Reproduce each of the entries below character for character, making no changes.

## BEGIN Records for the task

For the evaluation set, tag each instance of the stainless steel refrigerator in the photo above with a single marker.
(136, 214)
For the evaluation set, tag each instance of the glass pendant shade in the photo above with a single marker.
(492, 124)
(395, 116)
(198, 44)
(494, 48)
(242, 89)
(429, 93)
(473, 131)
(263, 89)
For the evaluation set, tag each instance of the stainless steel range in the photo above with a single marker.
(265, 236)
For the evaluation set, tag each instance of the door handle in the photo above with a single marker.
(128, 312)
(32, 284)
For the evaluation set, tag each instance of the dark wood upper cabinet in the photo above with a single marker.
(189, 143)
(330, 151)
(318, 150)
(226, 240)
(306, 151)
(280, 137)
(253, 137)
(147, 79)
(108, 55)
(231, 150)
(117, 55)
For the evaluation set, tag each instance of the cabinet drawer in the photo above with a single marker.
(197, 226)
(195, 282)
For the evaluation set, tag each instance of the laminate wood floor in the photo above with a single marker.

## END Records for the task

** Exercise response **
For the evaluation set, tag each instance of the stainless steel refrigerator in the photo above with a single marker.
(136, 214)
For the evaluation set, tag each instance of the glass pendant shade in the photo above with a single marker.
(492, 124)
(395, 116)
(198, 44)
(494, 48)
(242, 89)
(429, 93)
(473, 131)
(263, 89)
For the evaluation set, tag each instance of the stainless steel range in the photo above with a single marker.
(265, 236)
For the evaluation set, tag each instance of the door handle in the photo above with a single marker.
(128, 312)
(32, 284)
For the evaluation set, tag each instance of the dark wood upper cabinet in the photo above with a single marker.
(189, 143)
(330, 151)
(318, 150)
(226, 240)
(306, 151)
(280, 137)
(253, 137)
(147, 79)
(108, 55)
(231, 150)
(117, 55)
For the evaluation set, tag each instance of the cabinet drawer in the photo above with a single marker.
(197, 226)
(195, 282)
For the evaluation set, tag each instance of the laminate wood floor in the photo above with a single marker.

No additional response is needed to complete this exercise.